Finance Minister Mihály Varga, speaking at a meeting of the Official Monetary and Financial Institutions Forum (OMFIF), a London-based economic policy and monetary think tank, stressed that the Hungarian economy has recovered quickly after the pandemic, with GDP growth of 7.1 percent in 2021. Even though growth has slowed due to the economic impact of the Russian-Ukrainian conflict, the Hungarian economy will return to dynamic growth in 2024, he said.

The current account balance improved in the first half of the year and the external balance could reach a record high this year. Investment is up, with the highest investment rate in the EU. The growth prospects for investment are good, supporting overall economic growth, the Finance Minister noted.

Mihály Varga added that the government insists on the continuous reduction of the deficit.

This year, the government sector’s deficit on the basis of the European System of National and Regional Accounts (ESA) is expected to be 5.2 percent of GDP, and by 2024, it is expected to be 2.9 percent, which is necessary to avoid the EU’s excessive deficit procedure.

[Data section]

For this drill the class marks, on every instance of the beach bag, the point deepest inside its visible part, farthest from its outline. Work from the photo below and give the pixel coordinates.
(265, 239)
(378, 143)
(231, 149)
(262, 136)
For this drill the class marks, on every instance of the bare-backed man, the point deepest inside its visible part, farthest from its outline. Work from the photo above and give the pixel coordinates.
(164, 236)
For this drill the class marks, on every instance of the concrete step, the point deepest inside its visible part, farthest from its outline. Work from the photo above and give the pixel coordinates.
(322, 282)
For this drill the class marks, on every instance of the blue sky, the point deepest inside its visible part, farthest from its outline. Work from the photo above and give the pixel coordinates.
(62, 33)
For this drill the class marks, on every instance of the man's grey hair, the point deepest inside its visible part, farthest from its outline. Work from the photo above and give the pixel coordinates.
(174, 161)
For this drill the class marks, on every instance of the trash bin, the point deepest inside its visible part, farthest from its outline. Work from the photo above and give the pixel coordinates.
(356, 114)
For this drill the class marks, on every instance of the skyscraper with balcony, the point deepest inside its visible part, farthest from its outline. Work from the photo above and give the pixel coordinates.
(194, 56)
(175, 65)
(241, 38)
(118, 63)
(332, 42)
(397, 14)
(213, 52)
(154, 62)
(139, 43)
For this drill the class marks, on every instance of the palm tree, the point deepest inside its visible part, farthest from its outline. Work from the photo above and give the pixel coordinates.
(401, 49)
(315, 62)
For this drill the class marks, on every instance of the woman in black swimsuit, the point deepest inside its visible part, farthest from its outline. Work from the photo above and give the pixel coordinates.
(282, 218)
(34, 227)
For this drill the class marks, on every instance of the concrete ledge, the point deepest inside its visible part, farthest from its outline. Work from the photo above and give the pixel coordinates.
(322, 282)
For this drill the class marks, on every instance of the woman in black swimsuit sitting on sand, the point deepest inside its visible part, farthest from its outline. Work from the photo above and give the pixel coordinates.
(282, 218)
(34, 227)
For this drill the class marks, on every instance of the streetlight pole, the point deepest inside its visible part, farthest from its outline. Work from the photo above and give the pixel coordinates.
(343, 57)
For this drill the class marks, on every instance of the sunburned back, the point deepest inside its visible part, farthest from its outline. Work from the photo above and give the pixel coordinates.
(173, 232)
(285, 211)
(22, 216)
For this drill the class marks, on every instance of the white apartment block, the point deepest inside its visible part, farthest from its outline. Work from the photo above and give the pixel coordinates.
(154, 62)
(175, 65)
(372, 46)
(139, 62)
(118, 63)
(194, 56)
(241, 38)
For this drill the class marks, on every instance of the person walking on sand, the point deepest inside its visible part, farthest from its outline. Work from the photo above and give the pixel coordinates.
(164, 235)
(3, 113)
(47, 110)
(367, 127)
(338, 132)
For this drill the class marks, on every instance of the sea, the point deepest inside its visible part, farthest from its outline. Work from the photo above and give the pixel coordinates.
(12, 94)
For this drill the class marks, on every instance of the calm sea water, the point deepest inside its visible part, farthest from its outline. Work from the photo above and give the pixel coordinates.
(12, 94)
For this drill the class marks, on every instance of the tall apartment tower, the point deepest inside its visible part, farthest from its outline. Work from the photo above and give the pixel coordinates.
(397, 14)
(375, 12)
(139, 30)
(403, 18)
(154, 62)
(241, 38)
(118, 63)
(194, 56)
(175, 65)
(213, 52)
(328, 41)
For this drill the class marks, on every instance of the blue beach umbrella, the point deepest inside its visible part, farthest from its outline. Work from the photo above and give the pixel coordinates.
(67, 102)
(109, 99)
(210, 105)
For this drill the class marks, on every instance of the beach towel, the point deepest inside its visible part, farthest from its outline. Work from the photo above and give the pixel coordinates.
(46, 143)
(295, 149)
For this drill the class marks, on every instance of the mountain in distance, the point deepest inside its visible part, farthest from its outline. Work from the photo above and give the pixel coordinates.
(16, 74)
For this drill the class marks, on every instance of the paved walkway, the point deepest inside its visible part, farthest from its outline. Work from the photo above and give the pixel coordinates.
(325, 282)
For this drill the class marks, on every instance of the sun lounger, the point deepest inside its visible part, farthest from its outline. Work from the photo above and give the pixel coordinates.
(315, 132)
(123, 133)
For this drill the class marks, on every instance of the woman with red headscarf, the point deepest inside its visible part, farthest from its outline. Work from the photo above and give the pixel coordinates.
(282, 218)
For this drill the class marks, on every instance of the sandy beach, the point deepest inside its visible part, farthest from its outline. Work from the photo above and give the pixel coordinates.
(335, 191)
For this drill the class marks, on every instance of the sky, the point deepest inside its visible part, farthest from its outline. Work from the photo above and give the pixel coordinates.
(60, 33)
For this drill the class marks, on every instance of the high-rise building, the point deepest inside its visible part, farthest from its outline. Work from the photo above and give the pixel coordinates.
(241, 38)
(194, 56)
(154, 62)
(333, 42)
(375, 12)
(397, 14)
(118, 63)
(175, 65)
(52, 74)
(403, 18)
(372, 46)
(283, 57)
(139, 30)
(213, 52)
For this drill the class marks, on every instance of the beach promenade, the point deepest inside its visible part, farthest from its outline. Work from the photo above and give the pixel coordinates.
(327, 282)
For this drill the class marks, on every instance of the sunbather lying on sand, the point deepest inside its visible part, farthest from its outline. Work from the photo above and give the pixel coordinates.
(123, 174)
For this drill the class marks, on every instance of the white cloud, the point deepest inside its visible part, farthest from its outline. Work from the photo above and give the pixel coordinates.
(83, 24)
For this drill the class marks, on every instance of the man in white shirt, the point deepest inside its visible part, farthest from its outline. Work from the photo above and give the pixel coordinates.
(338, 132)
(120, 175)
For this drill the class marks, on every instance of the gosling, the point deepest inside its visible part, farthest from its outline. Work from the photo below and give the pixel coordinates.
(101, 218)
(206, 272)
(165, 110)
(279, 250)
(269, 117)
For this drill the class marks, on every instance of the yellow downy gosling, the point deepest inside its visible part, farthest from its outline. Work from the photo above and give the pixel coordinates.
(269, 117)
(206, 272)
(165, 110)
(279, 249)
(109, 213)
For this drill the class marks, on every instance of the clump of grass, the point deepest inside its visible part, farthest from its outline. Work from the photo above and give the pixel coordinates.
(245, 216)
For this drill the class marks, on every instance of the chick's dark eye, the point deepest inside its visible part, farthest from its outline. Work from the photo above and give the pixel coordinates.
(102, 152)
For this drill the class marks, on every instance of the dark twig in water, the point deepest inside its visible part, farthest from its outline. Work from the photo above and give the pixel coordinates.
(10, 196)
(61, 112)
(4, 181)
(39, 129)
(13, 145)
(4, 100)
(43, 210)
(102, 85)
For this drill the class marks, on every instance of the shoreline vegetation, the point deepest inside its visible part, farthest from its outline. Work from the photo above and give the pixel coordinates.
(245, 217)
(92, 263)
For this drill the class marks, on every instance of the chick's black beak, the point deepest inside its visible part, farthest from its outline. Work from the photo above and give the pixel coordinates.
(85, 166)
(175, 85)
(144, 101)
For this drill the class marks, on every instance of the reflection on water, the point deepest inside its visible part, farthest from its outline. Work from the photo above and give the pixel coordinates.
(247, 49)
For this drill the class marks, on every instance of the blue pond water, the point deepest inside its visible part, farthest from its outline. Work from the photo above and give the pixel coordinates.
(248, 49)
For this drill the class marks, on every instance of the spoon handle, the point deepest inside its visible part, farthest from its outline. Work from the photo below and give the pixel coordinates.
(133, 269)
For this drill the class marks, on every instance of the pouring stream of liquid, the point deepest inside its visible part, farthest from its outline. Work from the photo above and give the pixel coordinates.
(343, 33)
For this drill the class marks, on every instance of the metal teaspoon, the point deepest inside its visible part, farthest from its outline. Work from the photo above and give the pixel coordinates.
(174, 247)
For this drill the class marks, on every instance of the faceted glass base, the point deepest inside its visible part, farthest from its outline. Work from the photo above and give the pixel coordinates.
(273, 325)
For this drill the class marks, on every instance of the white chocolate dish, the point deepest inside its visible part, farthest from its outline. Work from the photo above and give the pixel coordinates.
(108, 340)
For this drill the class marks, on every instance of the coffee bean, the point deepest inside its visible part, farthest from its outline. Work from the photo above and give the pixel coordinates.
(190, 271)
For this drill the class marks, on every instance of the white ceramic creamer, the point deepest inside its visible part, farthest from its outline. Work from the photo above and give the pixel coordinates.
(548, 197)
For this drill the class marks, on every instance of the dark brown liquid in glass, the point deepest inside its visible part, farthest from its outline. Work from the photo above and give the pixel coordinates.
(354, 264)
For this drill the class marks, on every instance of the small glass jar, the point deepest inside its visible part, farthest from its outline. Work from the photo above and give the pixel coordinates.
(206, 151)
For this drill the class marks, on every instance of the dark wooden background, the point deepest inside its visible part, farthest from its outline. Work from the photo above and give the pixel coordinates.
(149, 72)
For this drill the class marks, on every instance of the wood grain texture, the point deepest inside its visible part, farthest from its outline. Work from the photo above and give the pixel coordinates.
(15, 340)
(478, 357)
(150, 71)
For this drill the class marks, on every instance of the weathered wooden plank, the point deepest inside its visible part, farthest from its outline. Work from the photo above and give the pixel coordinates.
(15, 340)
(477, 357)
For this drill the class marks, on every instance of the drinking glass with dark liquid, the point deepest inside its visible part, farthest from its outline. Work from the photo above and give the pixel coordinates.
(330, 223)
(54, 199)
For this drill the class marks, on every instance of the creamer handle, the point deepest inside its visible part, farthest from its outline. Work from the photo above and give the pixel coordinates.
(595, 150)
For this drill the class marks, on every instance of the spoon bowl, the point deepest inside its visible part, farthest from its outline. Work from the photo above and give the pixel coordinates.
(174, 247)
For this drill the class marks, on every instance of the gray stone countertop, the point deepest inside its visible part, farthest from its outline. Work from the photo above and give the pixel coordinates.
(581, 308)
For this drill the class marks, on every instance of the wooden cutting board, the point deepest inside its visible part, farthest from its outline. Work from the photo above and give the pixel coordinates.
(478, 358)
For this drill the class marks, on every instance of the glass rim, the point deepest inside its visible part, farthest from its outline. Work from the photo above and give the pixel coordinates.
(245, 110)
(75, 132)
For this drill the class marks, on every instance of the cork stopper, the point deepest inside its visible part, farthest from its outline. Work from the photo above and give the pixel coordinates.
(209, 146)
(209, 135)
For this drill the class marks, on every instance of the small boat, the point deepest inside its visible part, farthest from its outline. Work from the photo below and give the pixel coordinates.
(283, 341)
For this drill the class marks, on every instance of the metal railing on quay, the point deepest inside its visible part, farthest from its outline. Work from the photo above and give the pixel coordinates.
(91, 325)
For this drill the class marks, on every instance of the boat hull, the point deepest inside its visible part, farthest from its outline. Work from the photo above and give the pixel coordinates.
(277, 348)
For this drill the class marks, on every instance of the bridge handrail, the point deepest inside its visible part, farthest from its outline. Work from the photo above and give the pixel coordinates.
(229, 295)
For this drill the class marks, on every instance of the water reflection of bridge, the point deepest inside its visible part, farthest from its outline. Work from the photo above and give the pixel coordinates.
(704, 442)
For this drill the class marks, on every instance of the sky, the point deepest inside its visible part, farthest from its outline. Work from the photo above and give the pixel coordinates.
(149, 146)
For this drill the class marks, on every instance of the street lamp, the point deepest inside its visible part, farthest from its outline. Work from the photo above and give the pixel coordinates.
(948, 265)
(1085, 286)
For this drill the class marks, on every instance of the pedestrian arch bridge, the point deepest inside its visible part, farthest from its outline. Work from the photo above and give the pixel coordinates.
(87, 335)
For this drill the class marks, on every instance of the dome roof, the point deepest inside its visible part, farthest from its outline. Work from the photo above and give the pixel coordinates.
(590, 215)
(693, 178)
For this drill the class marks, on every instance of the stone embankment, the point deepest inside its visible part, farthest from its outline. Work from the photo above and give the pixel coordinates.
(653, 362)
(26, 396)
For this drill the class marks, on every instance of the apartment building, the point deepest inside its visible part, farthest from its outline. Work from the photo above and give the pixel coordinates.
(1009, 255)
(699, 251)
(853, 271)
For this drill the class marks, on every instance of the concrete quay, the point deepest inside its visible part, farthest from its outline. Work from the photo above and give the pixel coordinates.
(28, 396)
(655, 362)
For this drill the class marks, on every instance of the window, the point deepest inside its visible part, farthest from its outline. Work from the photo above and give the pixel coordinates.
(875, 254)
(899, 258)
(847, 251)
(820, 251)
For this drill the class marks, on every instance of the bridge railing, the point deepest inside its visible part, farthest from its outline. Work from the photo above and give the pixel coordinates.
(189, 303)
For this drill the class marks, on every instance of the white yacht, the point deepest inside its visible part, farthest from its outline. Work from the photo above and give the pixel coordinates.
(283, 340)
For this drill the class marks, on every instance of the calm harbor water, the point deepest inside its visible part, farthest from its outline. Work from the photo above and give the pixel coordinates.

[Exercise details] Go on with the report on Finance Minister Mihály Varga's remarks about the Hungarian economy, starting after its final sentence on the expected 2024 deficit.

[Expected answer]
At the international forum, Barnabás Virág, Deputy Governor of the Hungarian National Bank, said that in the fight against inflation a major challenge is to bring down the consumer price index, especially in our region, and that there is now a disinflationary trend in the eurozone and the Central and Eastern European region.

Positive real interest rates have returned after more than a decade, he added, indicating that geopolitical tensions have continued to intensify, increasing the risks to growth prospects and investor sentiment more generally. Uncertainty has been further heightened by the renewed Gaza-Israel conflict in early October, adding to the generally rising geopolitical tensions.

He pointed out that

inflation in Hungary has fallen to single digits after peaking at 25.7 percent in January and could be around 7 percent by December.

The annualized three-month change in core inflation, an indicator that better captures underlying processes in the current situation, has fallen below the four percent level last seen before the pandemic. He added that

there is a good chance of achieving balanced economic growth next year as inflation eases, with a three to four percent growth rate in 2024.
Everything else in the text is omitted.